EXERCISE INSTRUCTIONS:
In the data below, copy everything from the line containing "Reviewer note: verify that every instance of the dried" down to the line containing "<point>66,79</point>", request lines included, and shift both the x and y coordinates of each point in the answers up by 138. Leave out the rest of the data.

INPUT FOR THIS TASK:
=-=-=

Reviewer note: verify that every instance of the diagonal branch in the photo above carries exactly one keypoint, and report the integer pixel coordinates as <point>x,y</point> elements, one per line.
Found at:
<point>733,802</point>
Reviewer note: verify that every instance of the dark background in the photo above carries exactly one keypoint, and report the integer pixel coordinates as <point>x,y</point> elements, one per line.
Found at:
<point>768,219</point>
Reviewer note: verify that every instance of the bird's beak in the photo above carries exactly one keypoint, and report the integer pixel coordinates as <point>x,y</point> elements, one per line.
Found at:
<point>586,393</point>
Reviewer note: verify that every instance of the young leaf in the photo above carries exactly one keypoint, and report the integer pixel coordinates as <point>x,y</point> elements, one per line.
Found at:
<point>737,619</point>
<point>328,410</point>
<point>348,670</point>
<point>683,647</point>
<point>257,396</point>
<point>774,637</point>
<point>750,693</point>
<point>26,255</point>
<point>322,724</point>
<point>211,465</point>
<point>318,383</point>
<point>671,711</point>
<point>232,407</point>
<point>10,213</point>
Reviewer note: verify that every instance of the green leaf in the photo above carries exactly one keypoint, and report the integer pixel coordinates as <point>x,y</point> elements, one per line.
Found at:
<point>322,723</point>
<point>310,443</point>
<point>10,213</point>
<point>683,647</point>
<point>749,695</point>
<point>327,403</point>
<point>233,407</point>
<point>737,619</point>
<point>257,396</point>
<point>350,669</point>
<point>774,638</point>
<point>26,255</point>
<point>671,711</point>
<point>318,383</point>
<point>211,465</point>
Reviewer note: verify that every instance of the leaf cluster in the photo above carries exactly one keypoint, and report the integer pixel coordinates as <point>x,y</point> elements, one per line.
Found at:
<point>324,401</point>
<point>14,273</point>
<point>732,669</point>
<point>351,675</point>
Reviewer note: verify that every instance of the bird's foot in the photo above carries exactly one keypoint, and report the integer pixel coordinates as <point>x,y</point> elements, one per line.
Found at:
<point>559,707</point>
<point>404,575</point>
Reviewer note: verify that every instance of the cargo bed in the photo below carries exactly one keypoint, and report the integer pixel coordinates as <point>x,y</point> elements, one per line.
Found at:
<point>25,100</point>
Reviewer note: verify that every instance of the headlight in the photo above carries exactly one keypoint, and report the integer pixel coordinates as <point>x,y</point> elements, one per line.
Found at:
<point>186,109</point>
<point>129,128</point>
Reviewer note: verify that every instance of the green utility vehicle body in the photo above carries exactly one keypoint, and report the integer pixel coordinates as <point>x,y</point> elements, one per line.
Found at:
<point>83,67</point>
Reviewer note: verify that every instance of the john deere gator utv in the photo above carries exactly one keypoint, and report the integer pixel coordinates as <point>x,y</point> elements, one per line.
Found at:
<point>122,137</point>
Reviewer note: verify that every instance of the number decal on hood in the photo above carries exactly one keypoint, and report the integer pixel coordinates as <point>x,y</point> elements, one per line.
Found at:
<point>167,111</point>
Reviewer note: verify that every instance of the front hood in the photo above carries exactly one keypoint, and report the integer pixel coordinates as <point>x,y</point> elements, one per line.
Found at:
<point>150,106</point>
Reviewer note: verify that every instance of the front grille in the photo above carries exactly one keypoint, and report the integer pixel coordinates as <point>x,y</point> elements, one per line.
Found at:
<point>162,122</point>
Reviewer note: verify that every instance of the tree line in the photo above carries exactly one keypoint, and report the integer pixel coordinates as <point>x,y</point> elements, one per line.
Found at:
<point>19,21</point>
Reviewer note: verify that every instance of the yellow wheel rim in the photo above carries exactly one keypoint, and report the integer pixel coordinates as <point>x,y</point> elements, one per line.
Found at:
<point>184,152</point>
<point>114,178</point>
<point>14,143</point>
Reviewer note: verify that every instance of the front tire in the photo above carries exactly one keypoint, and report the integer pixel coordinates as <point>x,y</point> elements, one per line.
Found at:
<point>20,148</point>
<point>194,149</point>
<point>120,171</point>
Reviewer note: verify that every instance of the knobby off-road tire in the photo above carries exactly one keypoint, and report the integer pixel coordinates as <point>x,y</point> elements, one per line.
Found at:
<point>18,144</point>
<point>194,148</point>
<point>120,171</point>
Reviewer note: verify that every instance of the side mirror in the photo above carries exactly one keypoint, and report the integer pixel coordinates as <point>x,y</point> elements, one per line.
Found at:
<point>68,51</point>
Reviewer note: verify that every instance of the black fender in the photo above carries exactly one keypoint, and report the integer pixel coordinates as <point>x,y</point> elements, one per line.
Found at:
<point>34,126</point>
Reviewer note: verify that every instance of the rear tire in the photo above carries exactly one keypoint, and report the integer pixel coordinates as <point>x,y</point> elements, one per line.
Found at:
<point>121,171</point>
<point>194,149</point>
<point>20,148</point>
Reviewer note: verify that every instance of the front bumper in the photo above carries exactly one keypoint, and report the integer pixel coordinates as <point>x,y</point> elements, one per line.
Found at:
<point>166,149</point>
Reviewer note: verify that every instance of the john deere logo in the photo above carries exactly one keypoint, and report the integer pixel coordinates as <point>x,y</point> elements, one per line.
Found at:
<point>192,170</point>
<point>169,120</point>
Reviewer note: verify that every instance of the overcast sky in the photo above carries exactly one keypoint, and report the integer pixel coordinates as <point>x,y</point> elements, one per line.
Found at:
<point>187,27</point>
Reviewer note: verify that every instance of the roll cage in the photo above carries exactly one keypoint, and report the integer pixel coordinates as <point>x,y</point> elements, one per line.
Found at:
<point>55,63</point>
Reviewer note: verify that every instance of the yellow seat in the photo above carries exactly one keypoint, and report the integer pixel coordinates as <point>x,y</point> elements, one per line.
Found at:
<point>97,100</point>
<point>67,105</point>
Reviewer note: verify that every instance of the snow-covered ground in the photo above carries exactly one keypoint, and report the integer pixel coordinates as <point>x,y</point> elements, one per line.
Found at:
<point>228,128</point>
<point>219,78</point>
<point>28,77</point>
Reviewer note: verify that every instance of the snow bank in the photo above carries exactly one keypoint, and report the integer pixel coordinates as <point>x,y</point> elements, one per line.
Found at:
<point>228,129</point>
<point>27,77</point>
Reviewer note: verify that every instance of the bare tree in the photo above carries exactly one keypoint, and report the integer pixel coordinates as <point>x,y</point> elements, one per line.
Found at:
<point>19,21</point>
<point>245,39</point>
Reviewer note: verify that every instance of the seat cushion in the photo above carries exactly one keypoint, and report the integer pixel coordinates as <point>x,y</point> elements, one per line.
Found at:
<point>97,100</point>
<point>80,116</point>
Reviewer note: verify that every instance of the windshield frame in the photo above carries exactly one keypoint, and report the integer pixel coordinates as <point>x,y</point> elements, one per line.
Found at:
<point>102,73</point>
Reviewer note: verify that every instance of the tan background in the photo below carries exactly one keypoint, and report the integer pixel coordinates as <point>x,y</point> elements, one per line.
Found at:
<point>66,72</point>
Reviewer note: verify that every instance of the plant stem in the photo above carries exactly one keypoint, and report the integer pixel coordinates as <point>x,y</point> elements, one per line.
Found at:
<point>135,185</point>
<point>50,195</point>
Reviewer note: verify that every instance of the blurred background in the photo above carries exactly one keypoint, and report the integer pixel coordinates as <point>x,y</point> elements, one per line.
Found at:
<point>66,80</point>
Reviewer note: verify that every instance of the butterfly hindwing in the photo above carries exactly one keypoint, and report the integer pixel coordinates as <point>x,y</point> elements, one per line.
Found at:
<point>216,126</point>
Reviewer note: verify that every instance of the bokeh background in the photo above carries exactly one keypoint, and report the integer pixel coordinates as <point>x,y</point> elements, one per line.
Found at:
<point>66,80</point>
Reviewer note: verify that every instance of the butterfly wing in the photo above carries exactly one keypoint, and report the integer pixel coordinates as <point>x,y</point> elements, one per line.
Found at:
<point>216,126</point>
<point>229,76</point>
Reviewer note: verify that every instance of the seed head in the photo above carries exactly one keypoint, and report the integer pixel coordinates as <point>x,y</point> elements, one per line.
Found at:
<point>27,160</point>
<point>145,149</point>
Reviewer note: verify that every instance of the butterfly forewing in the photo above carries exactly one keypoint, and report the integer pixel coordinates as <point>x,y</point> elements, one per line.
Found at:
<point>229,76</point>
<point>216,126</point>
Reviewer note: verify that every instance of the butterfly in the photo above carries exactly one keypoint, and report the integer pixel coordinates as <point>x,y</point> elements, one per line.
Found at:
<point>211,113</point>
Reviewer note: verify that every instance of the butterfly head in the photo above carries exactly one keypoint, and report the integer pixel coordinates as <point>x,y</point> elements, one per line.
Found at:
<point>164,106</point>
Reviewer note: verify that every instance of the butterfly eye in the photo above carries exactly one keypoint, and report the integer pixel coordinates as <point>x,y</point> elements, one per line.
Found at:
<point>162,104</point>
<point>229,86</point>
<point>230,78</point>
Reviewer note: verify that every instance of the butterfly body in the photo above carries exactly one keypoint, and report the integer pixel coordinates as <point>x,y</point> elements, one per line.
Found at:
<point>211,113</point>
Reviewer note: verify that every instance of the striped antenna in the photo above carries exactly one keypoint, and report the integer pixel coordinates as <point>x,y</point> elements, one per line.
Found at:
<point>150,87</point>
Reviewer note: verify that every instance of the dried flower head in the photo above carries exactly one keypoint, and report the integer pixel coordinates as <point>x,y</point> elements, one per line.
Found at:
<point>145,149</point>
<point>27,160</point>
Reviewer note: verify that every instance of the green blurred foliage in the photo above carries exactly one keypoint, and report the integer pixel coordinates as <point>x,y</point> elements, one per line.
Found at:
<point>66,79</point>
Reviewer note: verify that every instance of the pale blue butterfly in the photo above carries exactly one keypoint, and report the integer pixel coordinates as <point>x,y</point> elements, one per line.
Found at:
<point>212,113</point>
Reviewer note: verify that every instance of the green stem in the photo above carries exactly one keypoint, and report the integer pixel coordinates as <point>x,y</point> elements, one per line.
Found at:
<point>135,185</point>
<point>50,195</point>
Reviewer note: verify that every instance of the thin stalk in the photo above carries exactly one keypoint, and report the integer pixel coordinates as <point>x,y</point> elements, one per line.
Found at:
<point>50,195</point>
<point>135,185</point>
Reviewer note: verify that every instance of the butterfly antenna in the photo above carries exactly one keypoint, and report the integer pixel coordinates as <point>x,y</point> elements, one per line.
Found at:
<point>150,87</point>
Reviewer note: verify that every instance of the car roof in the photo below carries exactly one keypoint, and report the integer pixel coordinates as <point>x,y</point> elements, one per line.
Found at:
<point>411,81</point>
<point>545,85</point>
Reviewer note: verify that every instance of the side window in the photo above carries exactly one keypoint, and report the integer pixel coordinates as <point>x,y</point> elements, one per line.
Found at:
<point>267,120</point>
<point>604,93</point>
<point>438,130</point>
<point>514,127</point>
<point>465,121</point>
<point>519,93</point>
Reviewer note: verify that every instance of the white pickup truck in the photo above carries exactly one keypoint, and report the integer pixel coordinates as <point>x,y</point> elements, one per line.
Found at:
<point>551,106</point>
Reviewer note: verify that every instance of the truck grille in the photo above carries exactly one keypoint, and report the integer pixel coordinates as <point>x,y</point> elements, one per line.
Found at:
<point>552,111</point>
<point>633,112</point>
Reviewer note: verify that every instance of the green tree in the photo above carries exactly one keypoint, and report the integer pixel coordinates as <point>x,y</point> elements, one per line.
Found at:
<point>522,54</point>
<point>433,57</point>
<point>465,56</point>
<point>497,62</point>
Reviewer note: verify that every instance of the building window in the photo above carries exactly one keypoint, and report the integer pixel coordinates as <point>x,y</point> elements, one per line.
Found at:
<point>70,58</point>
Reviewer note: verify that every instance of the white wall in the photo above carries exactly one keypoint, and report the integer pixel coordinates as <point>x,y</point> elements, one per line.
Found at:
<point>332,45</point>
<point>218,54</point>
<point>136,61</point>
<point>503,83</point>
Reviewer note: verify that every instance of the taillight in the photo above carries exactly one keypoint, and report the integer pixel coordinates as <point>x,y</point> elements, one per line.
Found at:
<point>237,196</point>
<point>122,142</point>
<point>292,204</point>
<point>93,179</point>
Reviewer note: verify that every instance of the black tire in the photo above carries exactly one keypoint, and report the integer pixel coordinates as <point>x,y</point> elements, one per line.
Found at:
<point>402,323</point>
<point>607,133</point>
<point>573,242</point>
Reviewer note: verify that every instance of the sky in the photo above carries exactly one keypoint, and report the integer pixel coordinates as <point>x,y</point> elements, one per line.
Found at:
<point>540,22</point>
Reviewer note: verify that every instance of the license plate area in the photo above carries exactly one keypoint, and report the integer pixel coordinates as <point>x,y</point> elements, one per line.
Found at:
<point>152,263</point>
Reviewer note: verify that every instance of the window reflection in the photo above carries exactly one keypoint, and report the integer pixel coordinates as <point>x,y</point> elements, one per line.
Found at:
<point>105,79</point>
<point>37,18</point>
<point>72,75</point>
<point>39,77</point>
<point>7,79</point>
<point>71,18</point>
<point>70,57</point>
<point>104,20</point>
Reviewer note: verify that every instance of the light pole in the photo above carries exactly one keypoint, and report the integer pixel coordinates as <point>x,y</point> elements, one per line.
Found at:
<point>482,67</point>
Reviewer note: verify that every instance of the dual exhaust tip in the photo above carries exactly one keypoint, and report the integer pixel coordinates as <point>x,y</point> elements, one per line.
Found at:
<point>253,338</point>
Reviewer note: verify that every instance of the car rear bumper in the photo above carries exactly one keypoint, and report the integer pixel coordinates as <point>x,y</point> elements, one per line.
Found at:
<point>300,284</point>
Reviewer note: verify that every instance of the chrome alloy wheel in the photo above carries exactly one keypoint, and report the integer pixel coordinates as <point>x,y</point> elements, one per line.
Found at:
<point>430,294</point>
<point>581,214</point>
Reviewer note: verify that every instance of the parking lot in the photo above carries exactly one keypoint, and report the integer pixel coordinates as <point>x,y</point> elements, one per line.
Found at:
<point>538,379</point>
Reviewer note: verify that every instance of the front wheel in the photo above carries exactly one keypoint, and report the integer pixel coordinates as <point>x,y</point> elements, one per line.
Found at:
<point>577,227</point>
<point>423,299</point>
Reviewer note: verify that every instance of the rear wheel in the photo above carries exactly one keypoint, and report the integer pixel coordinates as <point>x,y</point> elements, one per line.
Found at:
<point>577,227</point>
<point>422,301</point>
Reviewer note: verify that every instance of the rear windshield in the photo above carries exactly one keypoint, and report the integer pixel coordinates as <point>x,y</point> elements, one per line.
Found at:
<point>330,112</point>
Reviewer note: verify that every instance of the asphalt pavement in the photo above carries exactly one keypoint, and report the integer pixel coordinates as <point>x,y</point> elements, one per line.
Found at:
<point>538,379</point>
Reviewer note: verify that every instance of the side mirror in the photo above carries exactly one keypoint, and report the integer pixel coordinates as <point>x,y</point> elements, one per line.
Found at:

=-=-=

TASK OUTPUT:
Reviewer note: verify that every instance of the dried flower head in the photo above carries exactly one keypoint, and report the integer pixel coordinates as <point>x,y</point> elements, one per line.
Found at:
<point>283,287</point>
<point>165,298</point>
Reviewer note: verify that every instance of the green blurred foliage in the photo above carries exactly one keypoint, and report the integer pixel coordinates as <point>x,y</point> elements, one per line.
Found at:
<point>204,217</point>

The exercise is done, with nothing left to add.